▸ Trecho do texto:

********

Sendo assim, agora tenho uma noção sobre a questão do lawfare. Isso é bom, todo dia é um bom dia para aprender algo novo.
Amig@s leitores, como já disse na postagem, o livro sobre lawfare é conciso e direto na apresentação do tema: histórico, conceito, dimensões que o lawfare vem tomando no mundo e as graves consequências oriundas dele em prejuízo de pessoas, instituições e países.
Eu recomendo a leitura para todas as pessoas que lidam com política, com direito e com movimentos sociais em geral para que elas tenham ao menos noção do que seja lawfare.
No momento em que lia o livro - li em 3 dias - um de seus autores - Cristiano Zanin - era sabatinado pelo Senado Federal e ao final da sabatina foi aprovada a sua indicação como ministro do Supremo Tribunal Federal do Brasil. Desejo que Zanin faça um bom trabalho na Corte Suprema do país.
Tenho diversificado minhas leituras, estou lendo de tudo. Este foi o 17º livro que li neste ano. Sigo buscando ter noções sobre as coisas do mundo.
Estudar e buscar novos conhecimentos é fundamental, ler é uma necessidade. Sigamos lendo e estudando e nos esforçando para melhorarmos como seres humanos, homo sapiens.
William
Bibliografia:
ZANIN MARTINS, Cristiano; ZANIN MARTINS, Valeska Teixeira; VALIM, Rafael. Lawfare: uma introdução. São Paulo: Editora Contracorrente, 2019.

********

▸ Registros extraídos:
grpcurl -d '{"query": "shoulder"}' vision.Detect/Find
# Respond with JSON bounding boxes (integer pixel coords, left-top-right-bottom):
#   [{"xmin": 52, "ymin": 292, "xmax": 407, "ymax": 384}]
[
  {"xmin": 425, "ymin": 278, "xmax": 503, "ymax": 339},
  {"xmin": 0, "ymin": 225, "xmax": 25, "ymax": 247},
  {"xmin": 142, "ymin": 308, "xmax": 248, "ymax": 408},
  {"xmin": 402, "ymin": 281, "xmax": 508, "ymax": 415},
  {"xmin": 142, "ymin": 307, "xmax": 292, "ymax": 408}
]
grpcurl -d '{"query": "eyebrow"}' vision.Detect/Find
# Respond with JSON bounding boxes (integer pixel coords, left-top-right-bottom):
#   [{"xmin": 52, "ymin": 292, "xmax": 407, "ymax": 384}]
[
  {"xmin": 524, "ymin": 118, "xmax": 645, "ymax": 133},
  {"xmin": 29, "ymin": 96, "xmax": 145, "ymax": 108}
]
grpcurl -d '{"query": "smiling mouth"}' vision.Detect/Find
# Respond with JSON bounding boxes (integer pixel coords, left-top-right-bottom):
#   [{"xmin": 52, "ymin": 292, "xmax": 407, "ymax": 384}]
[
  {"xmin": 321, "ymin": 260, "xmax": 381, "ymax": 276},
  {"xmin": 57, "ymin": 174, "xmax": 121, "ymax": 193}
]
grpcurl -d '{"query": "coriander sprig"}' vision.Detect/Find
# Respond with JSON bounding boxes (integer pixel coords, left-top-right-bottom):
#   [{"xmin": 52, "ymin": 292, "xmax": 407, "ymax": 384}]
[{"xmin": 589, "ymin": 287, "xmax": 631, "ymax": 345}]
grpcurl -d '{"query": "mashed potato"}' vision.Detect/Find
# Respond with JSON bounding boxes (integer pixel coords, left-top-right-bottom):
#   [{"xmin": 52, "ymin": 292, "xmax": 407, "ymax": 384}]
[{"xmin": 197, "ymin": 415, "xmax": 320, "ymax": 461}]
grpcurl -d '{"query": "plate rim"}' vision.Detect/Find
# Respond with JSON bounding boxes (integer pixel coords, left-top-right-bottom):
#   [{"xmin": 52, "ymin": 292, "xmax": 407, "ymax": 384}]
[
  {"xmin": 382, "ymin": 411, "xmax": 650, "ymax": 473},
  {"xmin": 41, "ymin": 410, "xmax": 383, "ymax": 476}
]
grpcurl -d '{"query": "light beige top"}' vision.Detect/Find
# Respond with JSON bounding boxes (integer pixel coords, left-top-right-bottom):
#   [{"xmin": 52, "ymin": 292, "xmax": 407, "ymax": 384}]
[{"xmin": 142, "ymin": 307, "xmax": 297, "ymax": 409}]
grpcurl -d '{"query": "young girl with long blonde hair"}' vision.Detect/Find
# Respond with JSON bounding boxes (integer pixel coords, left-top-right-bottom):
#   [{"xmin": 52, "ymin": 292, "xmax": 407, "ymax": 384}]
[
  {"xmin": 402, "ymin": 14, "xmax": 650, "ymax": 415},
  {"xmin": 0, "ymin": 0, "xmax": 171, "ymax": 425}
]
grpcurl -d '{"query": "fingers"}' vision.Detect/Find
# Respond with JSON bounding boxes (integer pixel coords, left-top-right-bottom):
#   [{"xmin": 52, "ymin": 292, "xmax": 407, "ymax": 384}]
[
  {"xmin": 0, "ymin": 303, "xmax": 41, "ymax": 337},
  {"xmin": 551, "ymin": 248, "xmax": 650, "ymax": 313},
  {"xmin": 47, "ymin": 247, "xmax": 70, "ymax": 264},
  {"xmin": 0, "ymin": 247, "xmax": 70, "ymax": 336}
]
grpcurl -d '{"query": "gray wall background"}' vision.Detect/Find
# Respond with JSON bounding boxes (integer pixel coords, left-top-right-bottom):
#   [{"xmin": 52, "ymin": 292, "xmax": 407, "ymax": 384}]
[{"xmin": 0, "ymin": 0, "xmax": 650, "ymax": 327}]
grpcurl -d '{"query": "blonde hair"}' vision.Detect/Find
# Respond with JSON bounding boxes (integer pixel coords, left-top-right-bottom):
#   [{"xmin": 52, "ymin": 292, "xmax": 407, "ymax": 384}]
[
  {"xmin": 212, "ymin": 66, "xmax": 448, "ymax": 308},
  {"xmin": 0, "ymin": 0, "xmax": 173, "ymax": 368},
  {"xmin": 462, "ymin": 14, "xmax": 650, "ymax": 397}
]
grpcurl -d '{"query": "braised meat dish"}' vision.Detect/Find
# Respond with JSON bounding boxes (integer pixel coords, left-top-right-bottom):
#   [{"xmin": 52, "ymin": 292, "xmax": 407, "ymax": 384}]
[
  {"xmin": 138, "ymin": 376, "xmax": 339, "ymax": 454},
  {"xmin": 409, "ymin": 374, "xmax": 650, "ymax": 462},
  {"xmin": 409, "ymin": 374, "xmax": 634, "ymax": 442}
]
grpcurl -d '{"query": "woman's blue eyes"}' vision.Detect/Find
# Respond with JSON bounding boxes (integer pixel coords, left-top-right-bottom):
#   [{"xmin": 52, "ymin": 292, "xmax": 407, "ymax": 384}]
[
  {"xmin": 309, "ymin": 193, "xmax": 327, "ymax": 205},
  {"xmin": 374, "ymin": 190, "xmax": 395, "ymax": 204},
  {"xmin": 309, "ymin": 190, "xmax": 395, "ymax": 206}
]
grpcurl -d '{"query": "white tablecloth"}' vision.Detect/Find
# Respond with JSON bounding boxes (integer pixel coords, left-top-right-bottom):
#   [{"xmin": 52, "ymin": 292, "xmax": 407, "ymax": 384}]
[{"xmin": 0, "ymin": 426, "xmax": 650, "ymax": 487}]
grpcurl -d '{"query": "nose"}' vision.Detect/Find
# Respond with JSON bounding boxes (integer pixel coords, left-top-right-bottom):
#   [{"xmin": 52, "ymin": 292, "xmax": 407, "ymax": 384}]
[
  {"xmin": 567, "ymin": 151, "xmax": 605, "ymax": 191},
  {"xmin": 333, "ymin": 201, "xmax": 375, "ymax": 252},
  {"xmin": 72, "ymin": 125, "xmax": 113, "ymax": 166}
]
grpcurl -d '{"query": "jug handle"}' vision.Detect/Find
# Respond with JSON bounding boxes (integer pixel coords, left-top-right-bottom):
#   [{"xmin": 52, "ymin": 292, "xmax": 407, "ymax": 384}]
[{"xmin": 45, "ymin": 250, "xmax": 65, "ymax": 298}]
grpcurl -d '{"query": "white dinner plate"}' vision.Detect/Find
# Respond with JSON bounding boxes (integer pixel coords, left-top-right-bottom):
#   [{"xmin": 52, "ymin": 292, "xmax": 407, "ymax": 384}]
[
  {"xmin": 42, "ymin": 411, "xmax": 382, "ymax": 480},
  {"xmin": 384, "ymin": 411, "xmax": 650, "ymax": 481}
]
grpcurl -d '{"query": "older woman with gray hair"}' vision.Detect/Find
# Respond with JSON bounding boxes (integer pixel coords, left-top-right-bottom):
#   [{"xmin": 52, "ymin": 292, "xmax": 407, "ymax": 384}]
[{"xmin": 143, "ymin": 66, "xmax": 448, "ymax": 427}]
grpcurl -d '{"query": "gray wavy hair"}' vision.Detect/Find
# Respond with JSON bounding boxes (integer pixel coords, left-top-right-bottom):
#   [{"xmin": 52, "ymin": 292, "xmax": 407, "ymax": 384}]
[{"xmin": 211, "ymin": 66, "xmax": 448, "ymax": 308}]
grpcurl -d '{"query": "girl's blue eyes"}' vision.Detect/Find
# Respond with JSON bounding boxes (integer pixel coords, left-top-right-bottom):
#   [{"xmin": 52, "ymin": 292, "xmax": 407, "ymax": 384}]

********

▸ Tarefas:
a – Traduza para o inglês esta frase do trecho sobre lawfare: "Estudar e buscar novos conhecimentos é fundamental, ler é uma necessidade."
b – Transcreva do trecho sobre lawfare a parte que começa em "Eu recomendo a" e segue até "Suprema do país.", inclusive.
A listagem não é necessária aqui.

▸ Resultados:
a – Studying and seeking new knowledge is essential; reading is a necessity.

b –
Eu recomendo a leitura para todas as pessoas que lidam com política, com direito e com movimentos sociais em geral para que elas tenham ao menos noção do que seja lawfare.
No momento em que lia o livro - li em 3 dias - um de seus autores - Cristiano Zanin - era sabatinado pelo Senado Federal e ao final da sabatina foi aprovada a sua indicação como ministro do Supremo Tribunal Federal do Brasil. Desejo que Zanin faça um bom trabalho na Corte Suprema do país.